_Exercise directions_: Going down the data below, set down exactly the line with "Target: base cabinet door" and each line after it through the line with "Target: black bar stool"; no other lines.

________________

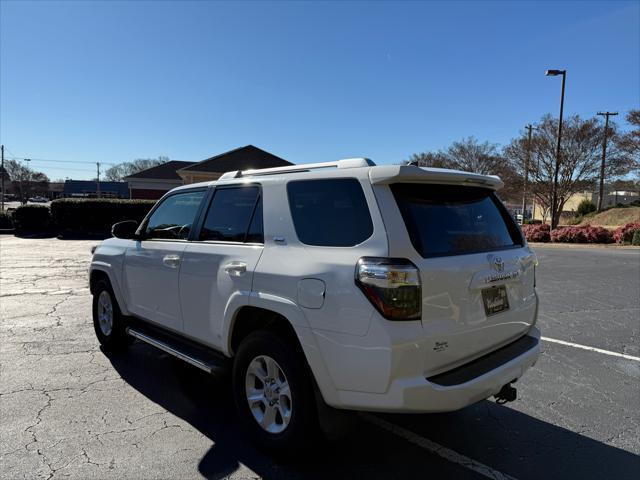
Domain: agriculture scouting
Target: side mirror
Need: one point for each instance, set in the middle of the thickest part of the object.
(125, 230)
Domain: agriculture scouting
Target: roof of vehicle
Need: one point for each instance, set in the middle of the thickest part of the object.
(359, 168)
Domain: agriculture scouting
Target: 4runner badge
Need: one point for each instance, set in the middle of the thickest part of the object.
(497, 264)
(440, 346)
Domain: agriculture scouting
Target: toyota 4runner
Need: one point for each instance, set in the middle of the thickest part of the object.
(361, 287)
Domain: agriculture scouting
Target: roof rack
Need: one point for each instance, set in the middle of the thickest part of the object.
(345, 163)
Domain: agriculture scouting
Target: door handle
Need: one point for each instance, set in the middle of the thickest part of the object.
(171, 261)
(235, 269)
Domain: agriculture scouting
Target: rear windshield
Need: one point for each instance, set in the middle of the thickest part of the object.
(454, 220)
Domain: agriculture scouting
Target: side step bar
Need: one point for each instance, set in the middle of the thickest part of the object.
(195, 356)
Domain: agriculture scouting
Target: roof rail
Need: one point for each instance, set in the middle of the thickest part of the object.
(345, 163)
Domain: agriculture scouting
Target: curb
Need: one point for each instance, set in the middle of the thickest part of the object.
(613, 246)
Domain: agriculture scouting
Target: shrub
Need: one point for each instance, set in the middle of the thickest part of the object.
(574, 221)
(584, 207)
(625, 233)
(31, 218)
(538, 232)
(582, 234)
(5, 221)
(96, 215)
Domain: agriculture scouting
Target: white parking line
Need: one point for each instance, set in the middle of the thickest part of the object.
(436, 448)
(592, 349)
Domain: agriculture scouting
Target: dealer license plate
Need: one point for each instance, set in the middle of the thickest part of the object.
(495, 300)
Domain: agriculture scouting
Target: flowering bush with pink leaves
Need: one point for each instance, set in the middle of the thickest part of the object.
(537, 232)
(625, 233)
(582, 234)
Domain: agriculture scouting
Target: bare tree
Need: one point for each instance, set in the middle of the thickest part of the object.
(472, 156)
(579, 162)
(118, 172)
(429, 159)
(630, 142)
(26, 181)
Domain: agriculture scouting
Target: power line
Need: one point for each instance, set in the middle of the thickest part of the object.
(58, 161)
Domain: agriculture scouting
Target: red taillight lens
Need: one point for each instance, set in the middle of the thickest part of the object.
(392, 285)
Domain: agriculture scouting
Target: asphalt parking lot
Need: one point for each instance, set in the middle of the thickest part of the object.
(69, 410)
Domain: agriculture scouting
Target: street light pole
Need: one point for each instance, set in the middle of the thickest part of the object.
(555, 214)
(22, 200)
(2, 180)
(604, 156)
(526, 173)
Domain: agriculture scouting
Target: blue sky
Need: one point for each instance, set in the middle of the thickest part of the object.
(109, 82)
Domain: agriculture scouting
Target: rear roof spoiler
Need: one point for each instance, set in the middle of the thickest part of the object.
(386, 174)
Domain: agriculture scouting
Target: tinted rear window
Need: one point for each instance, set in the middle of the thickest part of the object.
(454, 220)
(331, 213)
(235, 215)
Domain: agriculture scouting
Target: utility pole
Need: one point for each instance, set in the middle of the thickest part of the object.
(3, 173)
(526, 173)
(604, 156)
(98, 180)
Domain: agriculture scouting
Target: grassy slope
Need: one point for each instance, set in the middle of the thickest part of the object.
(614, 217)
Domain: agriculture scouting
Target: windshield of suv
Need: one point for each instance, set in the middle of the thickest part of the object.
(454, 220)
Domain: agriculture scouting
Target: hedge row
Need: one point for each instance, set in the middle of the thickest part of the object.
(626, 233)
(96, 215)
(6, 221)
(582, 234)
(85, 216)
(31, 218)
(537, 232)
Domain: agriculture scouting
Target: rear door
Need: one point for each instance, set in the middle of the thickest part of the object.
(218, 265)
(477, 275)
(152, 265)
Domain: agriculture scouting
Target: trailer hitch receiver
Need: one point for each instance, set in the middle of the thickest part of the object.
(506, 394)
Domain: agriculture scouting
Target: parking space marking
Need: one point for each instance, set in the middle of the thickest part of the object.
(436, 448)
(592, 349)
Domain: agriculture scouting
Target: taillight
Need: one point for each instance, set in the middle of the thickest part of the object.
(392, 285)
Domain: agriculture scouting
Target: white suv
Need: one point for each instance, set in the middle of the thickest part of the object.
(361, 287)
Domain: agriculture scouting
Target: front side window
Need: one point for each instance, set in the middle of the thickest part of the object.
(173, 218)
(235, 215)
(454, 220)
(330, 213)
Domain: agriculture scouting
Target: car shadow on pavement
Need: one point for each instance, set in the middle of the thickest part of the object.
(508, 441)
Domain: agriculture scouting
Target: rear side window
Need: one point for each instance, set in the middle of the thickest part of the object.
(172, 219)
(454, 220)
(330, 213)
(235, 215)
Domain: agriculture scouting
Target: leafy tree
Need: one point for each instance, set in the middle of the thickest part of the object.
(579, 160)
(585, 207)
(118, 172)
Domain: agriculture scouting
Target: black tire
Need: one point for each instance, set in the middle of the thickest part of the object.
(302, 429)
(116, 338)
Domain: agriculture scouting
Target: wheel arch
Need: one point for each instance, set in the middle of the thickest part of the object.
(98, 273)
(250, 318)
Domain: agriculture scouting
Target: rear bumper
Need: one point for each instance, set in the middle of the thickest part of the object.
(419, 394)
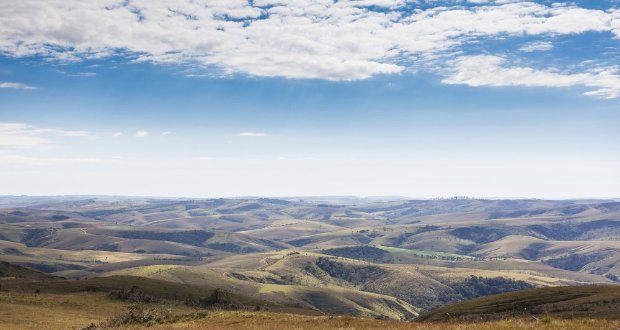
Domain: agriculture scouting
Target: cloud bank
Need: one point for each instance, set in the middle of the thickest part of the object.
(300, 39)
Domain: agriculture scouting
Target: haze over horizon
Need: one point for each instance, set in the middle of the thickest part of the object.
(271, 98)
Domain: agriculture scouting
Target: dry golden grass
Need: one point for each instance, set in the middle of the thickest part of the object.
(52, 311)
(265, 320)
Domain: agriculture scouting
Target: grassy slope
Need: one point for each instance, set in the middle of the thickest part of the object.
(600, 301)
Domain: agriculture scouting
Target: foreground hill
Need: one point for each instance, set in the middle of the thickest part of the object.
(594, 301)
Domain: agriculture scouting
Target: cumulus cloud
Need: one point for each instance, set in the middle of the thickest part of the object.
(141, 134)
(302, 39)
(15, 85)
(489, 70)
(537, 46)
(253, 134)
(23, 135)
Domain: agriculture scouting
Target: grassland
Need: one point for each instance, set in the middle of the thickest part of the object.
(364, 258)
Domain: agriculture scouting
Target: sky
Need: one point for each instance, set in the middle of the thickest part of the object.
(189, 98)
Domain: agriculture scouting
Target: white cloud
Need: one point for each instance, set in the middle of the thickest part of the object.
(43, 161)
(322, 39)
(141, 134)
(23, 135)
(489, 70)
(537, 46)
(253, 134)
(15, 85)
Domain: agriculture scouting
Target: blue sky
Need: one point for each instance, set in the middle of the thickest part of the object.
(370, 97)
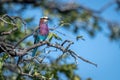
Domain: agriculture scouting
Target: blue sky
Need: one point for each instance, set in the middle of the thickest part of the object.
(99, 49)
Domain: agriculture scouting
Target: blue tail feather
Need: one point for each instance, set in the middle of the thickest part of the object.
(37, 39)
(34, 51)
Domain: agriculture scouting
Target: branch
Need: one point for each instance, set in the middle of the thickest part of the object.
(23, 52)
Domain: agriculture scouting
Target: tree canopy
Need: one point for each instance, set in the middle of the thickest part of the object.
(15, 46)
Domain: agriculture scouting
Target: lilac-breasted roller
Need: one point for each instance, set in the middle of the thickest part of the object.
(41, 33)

________________

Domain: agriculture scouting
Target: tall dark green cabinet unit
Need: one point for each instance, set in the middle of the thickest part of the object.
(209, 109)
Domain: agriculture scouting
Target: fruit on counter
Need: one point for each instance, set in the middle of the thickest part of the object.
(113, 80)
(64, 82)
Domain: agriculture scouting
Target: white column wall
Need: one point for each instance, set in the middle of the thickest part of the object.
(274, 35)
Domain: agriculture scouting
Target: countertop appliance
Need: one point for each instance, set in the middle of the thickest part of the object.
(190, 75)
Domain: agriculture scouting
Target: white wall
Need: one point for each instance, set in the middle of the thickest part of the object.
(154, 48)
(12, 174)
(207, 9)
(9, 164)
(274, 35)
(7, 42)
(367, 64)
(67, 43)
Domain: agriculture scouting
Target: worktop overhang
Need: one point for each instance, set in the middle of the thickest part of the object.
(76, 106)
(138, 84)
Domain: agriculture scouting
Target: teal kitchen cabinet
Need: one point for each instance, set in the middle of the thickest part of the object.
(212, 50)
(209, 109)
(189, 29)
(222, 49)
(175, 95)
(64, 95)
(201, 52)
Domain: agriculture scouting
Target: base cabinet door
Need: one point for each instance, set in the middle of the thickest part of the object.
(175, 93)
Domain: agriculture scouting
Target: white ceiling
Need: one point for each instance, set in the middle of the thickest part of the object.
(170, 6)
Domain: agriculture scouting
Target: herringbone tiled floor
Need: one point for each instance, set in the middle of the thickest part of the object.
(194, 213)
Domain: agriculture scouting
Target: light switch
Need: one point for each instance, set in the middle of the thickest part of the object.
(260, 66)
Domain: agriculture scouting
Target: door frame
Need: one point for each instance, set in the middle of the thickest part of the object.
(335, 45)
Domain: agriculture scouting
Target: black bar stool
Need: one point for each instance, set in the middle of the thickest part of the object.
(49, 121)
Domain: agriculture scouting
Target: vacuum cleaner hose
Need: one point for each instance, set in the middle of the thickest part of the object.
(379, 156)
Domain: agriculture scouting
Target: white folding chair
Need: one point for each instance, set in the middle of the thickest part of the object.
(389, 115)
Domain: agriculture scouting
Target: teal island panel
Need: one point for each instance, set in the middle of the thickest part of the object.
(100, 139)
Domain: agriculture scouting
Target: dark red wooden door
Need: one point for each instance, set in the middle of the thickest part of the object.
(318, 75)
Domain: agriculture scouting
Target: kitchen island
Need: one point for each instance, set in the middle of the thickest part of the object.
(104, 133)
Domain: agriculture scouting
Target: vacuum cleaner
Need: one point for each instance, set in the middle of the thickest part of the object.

________________

_Your solution_:
Target: base cabinet door
Need: one point for each instance, set in the middle of the thickest part of the object.
(175, 93)
Domain: agriculture scouting
Target: white ceiling
Need: one point for each instance, set in the middle of the thickest part of the object.
(170, 6)
Domain: agriculture scouting
Target: herringbone tiled floor
Need: one point for each instance, set in the middle of the thickest part of the object.
(194, 213)
Domain: agriculture scouting
Target: light switch
Need: one point for each instance, set in the middle of the thickest part of the object.
(260, 66)
Domain: agriculture scouting
Target: door frame
Need: one point for each instance, set in the middle of the thickest part of the object.
(335, 45)
Domain: agriculture scouting
Target: black bar stool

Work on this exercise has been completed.